**What you have to do**
Write out only the tail of the records, beginning at the line containing "Can you find the man?" and including the last line, exactly as written.

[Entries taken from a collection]

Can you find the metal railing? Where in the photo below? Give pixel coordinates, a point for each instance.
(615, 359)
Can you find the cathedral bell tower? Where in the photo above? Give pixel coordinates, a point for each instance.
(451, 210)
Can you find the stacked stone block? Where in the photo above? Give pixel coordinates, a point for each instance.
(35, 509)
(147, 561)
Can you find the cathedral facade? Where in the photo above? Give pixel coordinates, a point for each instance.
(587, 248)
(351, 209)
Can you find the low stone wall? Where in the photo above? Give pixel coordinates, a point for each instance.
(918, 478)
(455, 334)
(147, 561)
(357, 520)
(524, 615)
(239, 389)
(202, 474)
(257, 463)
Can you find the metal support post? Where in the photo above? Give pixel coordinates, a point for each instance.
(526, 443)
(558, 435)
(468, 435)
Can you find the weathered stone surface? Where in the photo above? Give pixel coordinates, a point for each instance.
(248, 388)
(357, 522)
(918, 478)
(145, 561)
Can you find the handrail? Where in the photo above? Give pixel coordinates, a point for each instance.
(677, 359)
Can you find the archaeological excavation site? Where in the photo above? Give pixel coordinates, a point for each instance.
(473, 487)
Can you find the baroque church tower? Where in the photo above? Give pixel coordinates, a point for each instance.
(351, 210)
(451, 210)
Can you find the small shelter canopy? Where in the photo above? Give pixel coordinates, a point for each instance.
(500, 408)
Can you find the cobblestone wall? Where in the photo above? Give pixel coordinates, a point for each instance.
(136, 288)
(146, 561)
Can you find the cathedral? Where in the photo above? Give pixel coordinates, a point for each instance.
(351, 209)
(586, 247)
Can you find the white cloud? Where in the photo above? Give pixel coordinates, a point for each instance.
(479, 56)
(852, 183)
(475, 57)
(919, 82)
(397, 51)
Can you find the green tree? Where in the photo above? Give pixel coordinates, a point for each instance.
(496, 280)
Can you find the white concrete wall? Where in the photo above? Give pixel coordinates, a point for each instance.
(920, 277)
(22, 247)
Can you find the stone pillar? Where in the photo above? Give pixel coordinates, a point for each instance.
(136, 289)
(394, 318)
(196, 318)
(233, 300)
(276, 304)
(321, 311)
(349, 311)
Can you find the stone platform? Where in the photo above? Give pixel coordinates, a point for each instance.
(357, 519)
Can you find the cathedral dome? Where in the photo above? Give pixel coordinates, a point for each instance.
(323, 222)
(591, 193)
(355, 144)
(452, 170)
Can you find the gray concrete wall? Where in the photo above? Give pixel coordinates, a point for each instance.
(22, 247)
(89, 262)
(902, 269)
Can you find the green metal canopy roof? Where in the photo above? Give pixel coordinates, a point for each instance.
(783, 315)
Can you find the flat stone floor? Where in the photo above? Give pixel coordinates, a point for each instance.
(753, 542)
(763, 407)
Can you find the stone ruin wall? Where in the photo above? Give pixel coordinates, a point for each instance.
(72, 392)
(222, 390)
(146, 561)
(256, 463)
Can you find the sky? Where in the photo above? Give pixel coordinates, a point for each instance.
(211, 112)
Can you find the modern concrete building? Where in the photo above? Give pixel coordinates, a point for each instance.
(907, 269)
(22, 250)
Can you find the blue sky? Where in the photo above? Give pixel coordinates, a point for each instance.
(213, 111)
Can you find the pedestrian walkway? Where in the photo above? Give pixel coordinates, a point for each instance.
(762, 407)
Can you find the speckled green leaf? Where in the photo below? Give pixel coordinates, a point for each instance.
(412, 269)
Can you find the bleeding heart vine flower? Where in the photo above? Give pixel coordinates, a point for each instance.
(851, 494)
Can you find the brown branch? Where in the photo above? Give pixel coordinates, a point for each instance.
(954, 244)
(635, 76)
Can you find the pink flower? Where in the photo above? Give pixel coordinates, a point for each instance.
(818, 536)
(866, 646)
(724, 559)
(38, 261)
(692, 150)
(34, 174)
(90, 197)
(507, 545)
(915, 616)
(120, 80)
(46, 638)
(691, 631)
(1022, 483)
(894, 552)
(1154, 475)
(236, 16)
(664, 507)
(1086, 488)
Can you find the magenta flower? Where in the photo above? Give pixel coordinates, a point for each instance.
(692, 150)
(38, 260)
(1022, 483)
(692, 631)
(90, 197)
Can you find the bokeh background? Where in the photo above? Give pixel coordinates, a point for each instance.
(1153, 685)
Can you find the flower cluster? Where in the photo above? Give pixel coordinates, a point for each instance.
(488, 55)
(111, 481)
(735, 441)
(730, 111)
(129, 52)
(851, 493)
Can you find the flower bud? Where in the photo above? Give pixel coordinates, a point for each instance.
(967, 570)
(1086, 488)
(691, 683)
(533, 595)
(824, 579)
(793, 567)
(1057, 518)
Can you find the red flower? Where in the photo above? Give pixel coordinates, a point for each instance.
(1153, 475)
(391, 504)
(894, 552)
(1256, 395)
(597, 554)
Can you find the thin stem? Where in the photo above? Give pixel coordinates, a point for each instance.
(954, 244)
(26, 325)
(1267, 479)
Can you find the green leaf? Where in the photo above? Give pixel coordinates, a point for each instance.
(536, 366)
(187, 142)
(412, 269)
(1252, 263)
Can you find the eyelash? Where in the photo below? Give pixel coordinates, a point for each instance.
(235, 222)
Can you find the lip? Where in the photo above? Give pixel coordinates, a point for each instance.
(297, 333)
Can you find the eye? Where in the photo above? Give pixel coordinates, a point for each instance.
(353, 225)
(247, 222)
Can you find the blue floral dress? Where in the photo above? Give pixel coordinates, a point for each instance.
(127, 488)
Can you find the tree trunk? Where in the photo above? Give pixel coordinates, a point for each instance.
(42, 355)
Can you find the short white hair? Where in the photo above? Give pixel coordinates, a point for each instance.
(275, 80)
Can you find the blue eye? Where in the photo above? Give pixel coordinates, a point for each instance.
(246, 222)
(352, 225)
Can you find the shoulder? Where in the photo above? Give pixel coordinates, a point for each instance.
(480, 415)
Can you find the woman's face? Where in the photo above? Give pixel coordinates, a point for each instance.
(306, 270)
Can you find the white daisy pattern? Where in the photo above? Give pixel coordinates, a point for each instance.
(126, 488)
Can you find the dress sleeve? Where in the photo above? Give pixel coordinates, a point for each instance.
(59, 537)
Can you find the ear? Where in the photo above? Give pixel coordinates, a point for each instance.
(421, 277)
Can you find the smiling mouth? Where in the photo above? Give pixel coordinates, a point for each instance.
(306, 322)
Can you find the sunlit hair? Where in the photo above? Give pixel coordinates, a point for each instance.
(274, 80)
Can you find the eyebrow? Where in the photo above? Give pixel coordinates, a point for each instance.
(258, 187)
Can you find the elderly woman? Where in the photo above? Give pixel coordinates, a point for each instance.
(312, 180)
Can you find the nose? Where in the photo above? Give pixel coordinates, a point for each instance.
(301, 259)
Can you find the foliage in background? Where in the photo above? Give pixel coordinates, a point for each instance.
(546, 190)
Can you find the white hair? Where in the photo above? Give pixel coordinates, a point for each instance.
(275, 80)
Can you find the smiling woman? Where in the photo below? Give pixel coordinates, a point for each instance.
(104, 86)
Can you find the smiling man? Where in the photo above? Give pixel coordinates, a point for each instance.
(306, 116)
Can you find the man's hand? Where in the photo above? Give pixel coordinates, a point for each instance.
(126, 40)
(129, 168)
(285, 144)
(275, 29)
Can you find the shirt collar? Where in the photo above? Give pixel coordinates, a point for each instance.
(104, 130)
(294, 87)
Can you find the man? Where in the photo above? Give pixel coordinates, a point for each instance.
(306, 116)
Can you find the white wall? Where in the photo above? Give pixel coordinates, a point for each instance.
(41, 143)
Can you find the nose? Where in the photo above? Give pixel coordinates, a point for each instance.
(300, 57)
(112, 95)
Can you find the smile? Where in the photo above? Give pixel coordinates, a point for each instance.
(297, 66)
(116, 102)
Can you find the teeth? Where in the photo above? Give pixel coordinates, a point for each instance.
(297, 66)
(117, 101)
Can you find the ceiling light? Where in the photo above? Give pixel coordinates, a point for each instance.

**Exercise answer**
Can you find the man? Where in the photo above? Give pixel coordinates, a point for each instance.
(306, 116)
Can you find the white wall? Where in the photo above? Give pixel coordinates, a point for each instance.
(41, 143)
Can you find the nose? Where in the photo above? Give pixel coordinates, a point for each instance.
(300, 57)
(112, 95)
Can you find the smile? Where in the photo above? Give pixel coordinates, a point for each instance.
(297, 66)
(116, 102)
Can you find the teeth? Where in the photo above? Give pixel coordinates, a point for each instance.
(297, 66)
(117, 101)
Can you find the ceiling light? Where in the photo above? Give pixel coordinates, a point for each instance.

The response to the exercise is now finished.